··· RECORDS FOR PROCESSING ···
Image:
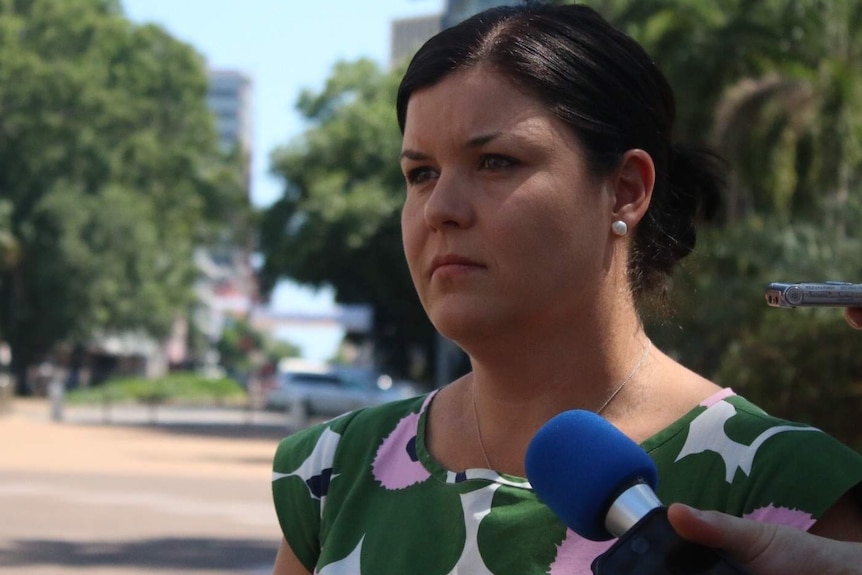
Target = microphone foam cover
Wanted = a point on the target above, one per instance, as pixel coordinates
(578, 463)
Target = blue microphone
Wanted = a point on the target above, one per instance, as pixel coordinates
(601, 484)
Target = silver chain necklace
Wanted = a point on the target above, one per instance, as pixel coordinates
(598, 411)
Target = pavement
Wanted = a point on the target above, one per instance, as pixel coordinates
(134, 491)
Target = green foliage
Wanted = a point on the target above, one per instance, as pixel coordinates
(178, 388)
(338, 221)
(110, 165)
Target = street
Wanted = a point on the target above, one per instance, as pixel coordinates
(189, 494)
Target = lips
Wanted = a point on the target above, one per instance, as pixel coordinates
(453, 262)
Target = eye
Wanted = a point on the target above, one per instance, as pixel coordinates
(420, 175)
(495, 162)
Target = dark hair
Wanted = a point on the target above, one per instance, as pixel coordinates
(607, 89)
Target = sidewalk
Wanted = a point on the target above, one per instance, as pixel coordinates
(178, 490)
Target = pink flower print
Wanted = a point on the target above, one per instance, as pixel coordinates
(396, 465)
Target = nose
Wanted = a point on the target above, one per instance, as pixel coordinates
(449, 205)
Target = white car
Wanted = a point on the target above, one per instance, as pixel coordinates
(331, 392)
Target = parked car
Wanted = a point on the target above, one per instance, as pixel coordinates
(330, 391)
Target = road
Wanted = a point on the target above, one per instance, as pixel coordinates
(178, 491)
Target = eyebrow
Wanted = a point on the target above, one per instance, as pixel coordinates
(475, 142)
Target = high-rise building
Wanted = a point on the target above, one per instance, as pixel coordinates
(229, 97)
(458, 10)
(408, 34)
(226, 286)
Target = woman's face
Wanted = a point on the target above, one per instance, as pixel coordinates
(503, 227)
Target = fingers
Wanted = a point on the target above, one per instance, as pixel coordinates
(745, 540)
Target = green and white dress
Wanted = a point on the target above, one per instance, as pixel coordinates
(361, 494)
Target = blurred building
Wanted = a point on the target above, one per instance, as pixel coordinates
(458, 10)
(408, 34)
(226, 287)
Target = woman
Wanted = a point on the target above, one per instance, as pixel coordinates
(544, 202)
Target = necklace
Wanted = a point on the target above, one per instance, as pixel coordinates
(627, 379)
(607, 402)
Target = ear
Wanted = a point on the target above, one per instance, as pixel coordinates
(632, 186)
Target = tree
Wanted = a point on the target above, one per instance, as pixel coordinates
(109, 161)
(338, 221)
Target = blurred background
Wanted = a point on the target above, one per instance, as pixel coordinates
(195, 191)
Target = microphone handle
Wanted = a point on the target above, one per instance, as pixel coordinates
(652, 547)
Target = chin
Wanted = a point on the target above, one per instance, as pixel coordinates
(468, 326)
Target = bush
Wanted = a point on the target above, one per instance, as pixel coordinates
(179, 388)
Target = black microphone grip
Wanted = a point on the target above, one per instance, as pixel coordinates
(652, 547)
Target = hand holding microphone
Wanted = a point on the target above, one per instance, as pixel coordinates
(767, 549)
(601, 484)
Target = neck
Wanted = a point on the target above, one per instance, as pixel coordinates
(516, 394)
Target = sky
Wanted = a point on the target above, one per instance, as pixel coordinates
(284, 47)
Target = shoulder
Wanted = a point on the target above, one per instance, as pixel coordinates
(318, 445)
(731, 455)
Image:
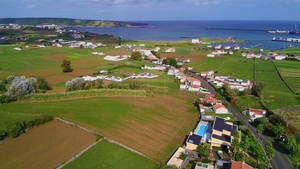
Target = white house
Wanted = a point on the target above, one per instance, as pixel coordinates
(170, 50)
(220, 109)
(195, 41)
(201, 108)
(257, 113)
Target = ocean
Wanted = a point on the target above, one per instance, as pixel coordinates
(181, 30)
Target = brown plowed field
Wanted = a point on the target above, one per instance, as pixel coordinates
(156, 134)
(46, 146)
(56, 57)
···
TO DO: Only the lines containing the string "green" are needed; pull them out of the records.

REPLY TO THE TASK:
Target = green foliage
Target = green and white dress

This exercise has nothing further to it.